### SHORT EXERCISE
Nothing but the line with "line as [56,60]." and the lines after it, through the end of the records below, is to be repeated, exactly as it is.

· · · · ·

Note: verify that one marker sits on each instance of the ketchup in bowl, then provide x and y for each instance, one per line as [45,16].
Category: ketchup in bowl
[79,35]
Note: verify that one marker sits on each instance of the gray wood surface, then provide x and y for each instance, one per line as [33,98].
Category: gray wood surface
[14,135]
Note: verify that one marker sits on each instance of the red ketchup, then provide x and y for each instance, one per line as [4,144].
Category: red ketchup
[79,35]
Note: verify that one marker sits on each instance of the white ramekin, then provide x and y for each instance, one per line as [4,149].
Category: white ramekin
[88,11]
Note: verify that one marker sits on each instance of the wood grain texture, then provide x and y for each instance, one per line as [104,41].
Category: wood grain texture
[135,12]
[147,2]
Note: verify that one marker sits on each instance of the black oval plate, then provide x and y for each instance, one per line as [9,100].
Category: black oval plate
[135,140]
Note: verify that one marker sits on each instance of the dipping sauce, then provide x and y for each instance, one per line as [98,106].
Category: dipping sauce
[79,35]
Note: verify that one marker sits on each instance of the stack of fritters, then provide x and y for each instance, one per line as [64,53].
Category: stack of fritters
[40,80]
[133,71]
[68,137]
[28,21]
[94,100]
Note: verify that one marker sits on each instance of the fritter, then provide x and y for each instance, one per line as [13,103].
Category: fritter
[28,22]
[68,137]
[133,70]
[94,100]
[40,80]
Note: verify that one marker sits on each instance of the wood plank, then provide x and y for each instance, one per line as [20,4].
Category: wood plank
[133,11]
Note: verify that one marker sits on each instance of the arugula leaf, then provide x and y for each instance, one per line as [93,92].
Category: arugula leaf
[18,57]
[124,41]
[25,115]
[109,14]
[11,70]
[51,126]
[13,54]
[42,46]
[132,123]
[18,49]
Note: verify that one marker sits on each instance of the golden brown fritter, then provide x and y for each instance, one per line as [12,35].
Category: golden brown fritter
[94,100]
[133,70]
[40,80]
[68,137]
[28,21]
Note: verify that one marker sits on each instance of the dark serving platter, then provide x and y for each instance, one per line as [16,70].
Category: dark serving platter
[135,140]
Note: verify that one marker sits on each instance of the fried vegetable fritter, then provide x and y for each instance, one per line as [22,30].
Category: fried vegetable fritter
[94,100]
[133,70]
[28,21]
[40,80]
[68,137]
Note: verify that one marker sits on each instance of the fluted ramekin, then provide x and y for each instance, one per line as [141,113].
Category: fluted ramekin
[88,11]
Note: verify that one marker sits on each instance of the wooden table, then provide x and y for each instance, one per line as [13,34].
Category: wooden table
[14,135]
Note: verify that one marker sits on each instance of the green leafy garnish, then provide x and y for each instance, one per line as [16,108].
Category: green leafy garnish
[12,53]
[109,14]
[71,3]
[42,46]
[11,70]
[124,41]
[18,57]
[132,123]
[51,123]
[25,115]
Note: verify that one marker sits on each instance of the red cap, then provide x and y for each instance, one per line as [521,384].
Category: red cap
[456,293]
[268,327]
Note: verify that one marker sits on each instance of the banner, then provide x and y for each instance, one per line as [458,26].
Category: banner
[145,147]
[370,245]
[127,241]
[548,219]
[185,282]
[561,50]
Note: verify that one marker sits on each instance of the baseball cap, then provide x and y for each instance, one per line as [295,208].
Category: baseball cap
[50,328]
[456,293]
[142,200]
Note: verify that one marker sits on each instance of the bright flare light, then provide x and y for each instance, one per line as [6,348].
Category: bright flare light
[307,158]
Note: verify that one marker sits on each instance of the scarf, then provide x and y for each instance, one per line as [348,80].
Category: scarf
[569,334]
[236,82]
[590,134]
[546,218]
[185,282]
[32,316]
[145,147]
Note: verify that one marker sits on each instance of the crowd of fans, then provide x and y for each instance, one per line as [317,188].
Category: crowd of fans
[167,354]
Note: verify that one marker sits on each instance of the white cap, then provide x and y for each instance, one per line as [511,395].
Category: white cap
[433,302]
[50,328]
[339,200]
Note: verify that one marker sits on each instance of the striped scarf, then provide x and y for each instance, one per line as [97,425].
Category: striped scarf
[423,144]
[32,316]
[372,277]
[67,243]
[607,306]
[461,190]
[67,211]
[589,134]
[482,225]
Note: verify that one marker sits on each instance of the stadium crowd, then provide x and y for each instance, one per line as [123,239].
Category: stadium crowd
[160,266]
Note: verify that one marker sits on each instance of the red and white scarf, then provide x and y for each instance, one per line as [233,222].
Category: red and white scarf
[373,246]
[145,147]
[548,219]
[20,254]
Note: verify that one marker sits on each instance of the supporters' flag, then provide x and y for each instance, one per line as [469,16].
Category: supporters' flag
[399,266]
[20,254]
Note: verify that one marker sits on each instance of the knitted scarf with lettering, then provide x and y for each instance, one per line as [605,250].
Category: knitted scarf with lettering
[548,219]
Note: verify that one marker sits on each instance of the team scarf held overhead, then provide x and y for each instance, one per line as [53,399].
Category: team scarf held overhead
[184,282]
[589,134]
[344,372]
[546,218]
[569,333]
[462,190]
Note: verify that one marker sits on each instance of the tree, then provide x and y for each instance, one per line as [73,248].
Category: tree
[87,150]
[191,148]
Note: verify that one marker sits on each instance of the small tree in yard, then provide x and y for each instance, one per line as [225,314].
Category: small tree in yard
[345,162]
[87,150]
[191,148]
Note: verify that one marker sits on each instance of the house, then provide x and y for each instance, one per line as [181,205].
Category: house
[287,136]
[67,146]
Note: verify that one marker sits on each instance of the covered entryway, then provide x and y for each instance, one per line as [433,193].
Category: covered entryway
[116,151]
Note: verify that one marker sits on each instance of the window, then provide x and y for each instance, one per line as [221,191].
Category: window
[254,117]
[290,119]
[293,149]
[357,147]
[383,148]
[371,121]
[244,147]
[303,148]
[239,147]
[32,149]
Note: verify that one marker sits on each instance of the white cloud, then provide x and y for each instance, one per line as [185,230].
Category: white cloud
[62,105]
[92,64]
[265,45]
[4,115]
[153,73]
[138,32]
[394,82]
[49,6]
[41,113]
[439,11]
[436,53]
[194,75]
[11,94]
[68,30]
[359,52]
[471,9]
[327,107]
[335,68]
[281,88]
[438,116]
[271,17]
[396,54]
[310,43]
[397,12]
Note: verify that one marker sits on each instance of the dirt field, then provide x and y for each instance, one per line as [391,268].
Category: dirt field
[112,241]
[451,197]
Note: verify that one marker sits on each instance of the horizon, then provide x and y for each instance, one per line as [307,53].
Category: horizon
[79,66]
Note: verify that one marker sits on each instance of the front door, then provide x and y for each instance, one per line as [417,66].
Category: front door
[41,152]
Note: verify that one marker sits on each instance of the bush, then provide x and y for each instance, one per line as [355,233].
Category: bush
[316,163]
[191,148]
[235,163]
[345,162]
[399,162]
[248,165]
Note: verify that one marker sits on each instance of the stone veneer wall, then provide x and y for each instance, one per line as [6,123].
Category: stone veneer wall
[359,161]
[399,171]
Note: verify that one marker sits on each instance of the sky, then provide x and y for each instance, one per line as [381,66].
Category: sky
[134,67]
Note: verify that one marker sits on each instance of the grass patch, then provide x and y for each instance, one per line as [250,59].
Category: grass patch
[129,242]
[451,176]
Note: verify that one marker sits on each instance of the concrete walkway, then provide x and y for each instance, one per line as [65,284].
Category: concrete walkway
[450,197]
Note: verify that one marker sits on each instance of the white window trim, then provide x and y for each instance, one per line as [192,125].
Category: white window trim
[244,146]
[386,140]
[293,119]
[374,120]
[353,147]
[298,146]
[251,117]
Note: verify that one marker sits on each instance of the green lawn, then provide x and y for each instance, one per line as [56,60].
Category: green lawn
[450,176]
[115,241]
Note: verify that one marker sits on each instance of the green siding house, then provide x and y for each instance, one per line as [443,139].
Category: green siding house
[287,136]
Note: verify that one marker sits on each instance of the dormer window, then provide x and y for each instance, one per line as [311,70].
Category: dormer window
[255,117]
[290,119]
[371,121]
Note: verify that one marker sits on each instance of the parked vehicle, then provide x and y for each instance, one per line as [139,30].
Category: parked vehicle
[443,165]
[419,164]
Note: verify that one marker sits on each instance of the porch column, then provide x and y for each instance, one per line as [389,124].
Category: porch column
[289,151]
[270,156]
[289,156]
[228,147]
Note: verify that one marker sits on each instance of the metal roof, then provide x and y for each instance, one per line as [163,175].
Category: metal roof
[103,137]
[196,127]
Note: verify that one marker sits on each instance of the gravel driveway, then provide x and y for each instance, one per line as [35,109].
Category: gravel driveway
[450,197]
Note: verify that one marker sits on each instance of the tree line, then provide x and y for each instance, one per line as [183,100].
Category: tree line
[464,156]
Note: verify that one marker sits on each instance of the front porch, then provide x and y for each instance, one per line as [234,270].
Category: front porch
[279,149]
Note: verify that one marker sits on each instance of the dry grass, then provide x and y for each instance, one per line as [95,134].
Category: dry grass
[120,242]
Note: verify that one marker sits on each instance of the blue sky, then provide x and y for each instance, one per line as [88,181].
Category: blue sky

· · · · ·

### EXPECTED ANSWER
Note: verify that one marker sits on each instance of the green lawn, then provide x and y for each instance, one per line as [56,60].
Category: green lawn
[450,176]
[115,241]
Note: verify that one marker sits on each instance of the green siding house, then provide x and y for each instance, one per line as [443,139].
Category: green siding house
[287,136]
Note: verify that one marker sits on each instance of the dormer window, then provide x and y for each instance, one per line as [311,70].
Category: dormer window
[255,117]
[290,119]
[371,121]
Note: verify that one marker sits on each instance of the parked vehicle, then provide x and y for each instance, one per line as [139,30].
Category: parked vehicle
[443,165]
[419,164]
Note: verify that one marker sits on each instance of the porch column, then provide x and y for each instance, one per line as [389,124].
Category: porch column
[289,151]
[270,156]
[289,156]
[228,147]
Note: verify that one marker sits on each instance of the metal roof, then provide x and y for each instance, one per line as [163,175].
Category: metal roof
[103,137]
[196,127]
Note: verify that one marker sits on each instance of the gravel driveway, then provide x and y for each instance, one per line as [35,109].
Category: gravel driveway
[450,197]
Note: verify that one marker sits on each instance of the tree line, then provide x and y for each instance, one per line as [183,100].
Category: tree line
[464,156]
Note: verify that one marker sits on each instance of the front porch, then provide x and y for each instance, one per line as [234,270].
Category: front porch
[279,149]
Note: verify that one marker sits on each instance of the dry grass, then provide x and y for each instance, one per line as [95,134].
Category: dry grass
[120,242]
Note: verify that one marker sits on each instance of the blue sky, then provide x and y for each instance, one per line as [88,181].
Category: blue sky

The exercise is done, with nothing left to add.